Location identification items
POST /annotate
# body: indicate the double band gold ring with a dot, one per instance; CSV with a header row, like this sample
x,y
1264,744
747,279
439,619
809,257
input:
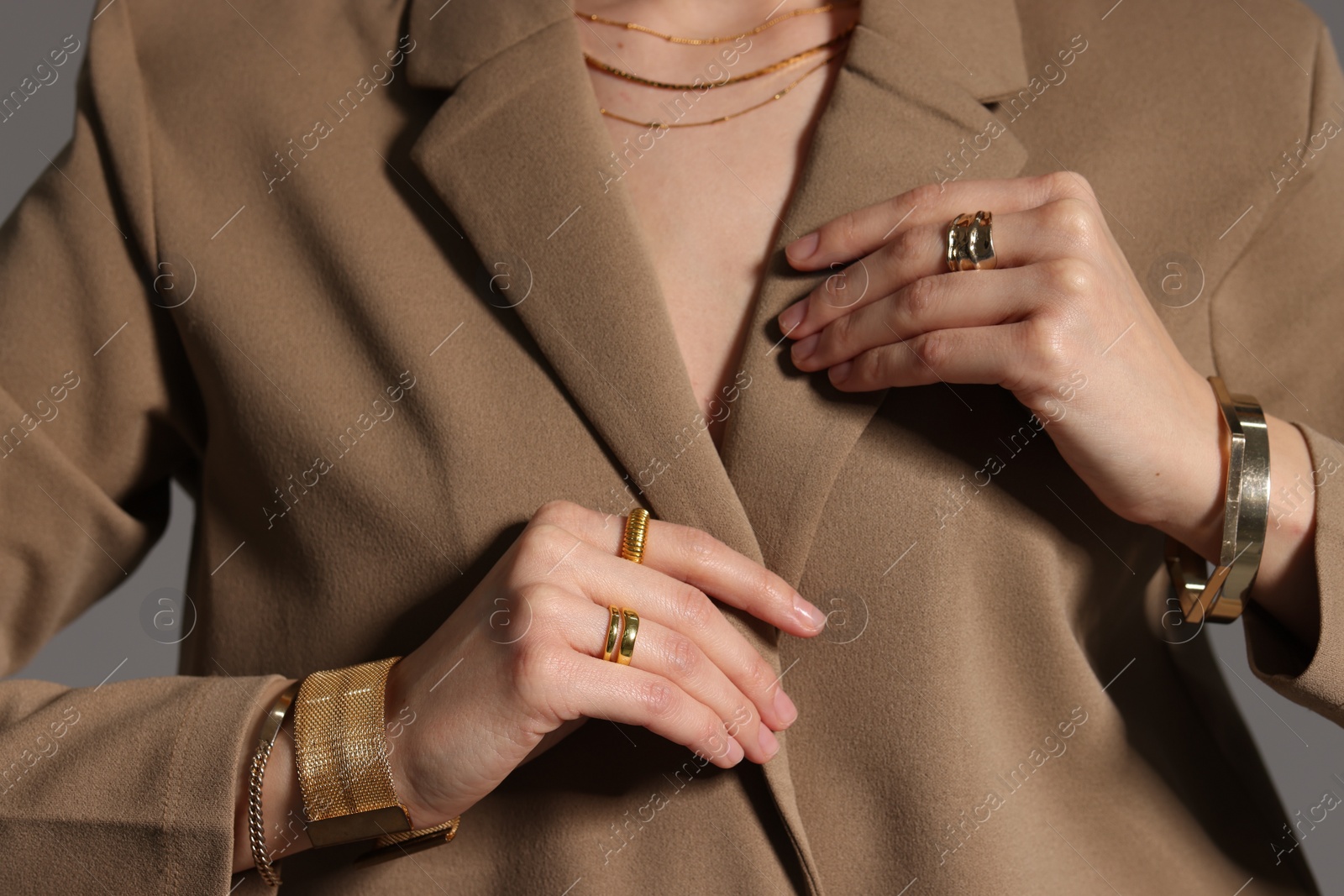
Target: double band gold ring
x,y
971,244
622,631
622,625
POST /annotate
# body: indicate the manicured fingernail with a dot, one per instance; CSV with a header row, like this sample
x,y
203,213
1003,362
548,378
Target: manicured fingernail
x,y
793,316
808,614
801,249
784,708
806,347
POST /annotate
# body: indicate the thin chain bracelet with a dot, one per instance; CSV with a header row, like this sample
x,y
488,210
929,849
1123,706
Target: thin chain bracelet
x,y
265,741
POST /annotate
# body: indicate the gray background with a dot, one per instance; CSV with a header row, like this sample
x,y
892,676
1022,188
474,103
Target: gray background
x,y
1304,752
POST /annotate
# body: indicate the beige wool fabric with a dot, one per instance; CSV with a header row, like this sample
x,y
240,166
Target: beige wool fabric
x,y
420,308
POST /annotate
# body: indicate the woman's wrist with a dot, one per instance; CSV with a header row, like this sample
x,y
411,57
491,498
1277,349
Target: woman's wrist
x,y
282,805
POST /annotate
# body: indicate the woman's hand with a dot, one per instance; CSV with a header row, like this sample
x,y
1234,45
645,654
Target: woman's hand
x,y
522,658
1061,322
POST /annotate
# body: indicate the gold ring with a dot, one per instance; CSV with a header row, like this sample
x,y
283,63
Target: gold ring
x,y
636,527
632,631
971,244
613,634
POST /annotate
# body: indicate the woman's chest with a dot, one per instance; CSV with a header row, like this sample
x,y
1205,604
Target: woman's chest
x,y
711,202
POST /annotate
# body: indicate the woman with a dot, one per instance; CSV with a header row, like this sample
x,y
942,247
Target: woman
x,y
487,298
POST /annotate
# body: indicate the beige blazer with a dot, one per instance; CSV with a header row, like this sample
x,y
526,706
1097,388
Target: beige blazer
x,y
365,277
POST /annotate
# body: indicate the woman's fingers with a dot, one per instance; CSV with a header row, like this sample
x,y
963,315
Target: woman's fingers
x,y
864,231
602,689
685,610
967,355
698,559
920,251
945,301
680,660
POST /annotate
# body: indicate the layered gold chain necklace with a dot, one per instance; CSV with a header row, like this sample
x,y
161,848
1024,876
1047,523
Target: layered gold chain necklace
x,y
707,85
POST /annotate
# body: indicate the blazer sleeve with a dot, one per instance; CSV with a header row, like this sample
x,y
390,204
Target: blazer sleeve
x,y
1277,328
128,786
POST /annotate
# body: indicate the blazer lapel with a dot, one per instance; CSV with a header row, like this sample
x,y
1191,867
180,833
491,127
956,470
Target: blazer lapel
x,y
517,152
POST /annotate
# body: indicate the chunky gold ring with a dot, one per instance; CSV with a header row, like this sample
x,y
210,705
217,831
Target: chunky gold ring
x,y
632,631
636,528
971,244
613,634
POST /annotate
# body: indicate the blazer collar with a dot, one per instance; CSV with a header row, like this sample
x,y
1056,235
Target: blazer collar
x,y
517,154
980,53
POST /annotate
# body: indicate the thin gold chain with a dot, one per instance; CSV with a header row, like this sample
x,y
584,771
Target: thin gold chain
x,y
699,42
706,85
722,118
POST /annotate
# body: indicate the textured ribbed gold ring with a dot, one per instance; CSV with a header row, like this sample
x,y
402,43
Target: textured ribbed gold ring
x,y
971,244
632,631
636,527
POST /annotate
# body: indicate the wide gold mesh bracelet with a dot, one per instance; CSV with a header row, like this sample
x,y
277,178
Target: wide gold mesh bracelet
x,y
342,754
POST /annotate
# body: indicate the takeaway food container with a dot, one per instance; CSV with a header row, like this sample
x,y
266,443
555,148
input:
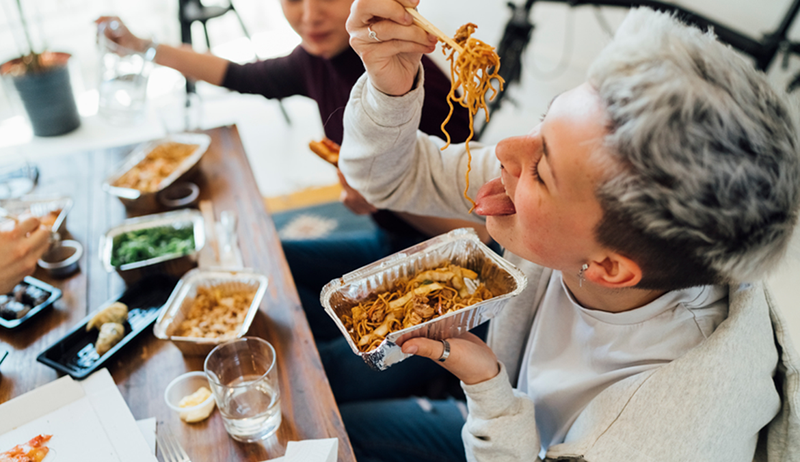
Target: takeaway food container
x,y
180,302
141,201
174,265
460,247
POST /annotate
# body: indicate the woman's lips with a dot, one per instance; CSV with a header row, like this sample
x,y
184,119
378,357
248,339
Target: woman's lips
x,y
317,36
493,200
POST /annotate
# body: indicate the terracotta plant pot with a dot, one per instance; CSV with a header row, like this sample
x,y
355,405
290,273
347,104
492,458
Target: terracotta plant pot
x,y
47,95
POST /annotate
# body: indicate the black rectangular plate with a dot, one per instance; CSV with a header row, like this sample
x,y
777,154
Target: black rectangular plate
x,y
55,294
75,355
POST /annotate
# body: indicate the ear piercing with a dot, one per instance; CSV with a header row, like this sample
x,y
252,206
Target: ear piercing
x,y
580,274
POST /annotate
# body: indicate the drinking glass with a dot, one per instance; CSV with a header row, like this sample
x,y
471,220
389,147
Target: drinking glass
x,y
244,379
123,80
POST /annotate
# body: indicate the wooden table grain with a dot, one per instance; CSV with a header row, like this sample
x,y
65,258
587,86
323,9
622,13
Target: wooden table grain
x,y
144,367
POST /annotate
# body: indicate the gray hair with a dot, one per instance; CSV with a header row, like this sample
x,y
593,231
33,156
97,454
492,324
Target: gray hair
x,y
705,155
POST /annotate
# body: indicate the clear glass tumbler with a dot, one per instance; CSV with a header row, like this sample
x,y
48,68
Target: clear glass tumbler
x,y
244,379
123,76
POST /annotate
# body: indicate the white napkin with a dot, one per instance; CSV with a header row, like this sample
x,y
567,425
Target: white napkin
x,y
324,450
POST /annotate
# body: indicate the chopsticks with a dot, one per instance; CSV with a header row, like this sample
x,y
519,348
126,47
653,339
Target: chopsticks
x,y
430,28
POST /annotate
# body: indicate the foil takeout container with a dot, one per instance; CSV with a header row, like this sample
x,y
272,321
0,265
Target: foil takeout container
x,y
459,247
141,201
173,265
180,302
40,206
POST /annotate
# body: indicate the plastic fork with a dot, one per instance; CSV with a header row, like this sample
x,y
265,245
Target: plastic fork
x,y
171,449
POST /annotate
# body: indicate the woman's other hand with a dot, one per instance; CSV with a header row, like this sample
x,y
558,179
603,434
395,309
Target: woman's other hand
x,y
20,250
471,360
116,31
392,55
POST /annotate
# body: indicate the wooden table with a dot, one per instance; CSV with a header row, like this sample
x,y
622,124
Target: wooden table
x,y
144,367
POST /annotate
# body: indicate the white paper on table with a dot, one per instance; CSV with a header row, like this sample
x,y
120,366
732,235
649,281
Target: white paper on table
x,y
88,420
148,429
324,450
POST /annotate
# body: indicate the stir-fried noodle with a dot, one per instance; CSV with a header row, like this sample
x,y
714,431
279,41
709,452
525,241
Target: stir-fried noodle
x,y
428,295
472,71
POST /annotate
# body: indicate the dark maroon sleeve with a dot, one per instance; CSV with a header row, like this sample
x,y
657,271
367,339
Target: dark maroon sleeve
x,y
273,78
435,108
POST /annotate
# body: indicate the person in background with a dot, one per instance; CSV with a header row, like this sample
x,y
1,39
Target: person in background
x,y
646,208
22,243
324,67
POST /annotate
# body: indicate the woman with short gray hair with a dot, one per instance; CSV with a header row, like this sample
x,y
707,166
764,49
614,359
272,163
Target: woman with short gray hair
x,y
645,210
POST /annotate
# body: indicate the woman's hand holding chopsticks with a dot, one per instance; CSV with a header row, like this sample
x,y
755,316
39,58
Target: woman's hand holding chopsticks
x,y
383,33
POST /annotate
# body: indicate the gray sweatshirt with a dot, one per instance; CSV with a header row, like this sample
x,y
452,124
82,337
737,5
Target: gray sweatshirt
x,y
736,394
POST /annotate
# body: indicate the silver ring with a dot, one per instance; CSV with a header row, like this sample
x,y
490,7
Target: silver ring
x,y
373,35
446,352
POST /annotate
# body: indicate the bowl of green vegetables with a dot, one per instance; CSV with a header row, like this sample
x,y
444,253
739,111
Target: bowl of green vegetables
x,y
160,243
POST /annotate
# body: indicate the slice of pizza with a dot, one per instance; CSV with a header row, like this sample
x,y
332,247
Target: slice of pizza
x,y
326,149
32,451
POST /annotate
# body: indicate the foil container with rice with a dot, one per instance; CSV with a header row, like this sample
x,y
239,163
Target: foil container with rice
x,y
163,243
460,247
209,307
50,210
152,167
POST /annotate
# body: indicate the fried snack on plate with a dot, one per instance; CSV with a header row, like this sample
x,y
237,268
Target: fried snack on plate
x,y
427,296
115,312
36,450
327,150
110,334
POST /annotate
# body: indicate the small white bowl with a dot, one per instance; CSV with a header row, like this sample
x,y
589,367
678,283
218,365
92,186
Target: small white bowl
x,y
184,385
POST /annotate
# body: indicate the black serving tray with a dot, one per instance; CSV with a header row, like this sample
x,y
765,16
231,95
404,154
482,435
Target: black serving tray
x,y
55,294
74,354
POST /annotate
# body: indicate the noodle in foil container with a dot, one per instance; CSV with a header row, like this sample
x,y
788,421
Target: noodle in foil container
x,y
460,247
180,303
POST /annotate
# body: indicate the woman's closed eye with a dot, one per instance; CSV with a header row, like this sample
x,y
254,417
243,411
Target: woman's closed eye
x,y
535,170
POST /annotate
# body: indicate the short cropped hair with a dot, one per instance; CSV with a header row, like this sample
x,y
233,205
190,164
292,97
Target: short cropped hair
x,y
705,174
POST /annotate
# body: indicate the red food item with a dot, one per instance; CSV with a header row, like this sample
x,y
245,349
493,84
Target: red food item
x,y
36,452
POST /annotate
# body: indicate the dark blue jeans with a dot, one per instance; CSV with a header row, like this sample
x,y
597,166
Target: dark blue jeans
x,y
411,429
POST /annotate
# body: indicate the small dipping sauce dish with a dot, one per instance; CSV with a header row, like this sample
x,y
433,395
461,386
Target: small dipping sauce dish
x,y
179,195
62,260
184,396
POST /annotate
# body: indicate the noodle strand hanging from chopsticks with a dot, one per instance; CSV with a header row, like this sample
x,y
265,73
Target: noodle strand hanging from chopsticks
x,y
472,70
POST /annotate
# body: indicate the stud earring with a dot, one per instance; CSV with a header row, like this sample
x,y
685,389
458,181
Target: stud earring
x,y
584,267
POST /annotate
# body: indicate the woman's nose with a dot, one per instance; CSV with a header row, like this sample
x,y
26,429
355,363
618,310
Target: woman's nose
x,y
311,9
512,151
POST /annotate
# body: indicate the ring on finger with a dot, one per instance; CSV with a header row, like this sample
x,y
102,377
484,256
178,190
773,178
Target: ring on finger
x,y
372,34
446,352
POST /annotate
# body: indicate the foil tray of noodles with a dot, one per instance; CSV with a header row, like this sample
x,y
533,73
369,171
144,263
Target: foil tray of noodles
x,y
438,289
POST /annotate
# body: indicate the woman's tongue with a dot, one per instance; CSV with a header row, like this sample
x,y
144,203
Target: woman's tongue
x,y
493,200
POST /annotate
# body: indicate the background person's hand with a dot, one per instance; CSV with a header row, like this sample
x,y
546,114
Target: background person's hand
x,y
471,360
393,60
352,199
20,249
116,31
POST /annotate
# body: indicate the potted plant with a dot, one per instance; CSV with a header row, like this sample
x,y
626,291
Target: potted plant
x,y
42,81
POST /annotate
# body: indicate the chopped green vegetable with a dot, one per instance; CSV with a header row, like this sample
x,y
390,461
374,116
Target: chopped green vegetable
x,y
145,244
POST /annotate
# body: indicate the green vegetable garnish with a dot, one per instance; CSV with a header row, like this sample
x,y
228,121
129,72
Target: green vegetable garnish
x,y
145,244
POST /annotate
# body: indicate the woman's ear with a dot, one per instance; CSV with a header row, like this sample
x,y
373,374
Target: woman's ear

_GOAL_: Pick out each line of the entries that contains the word "from" and copy those lines.

_SOLUTION TO THE PROBLEM_:
# body: indicate the noodle strand hanging from chopsticks with a dot, one per instance; CSV with a header row, like this sample
Target: noodle strand hanging from chopsticks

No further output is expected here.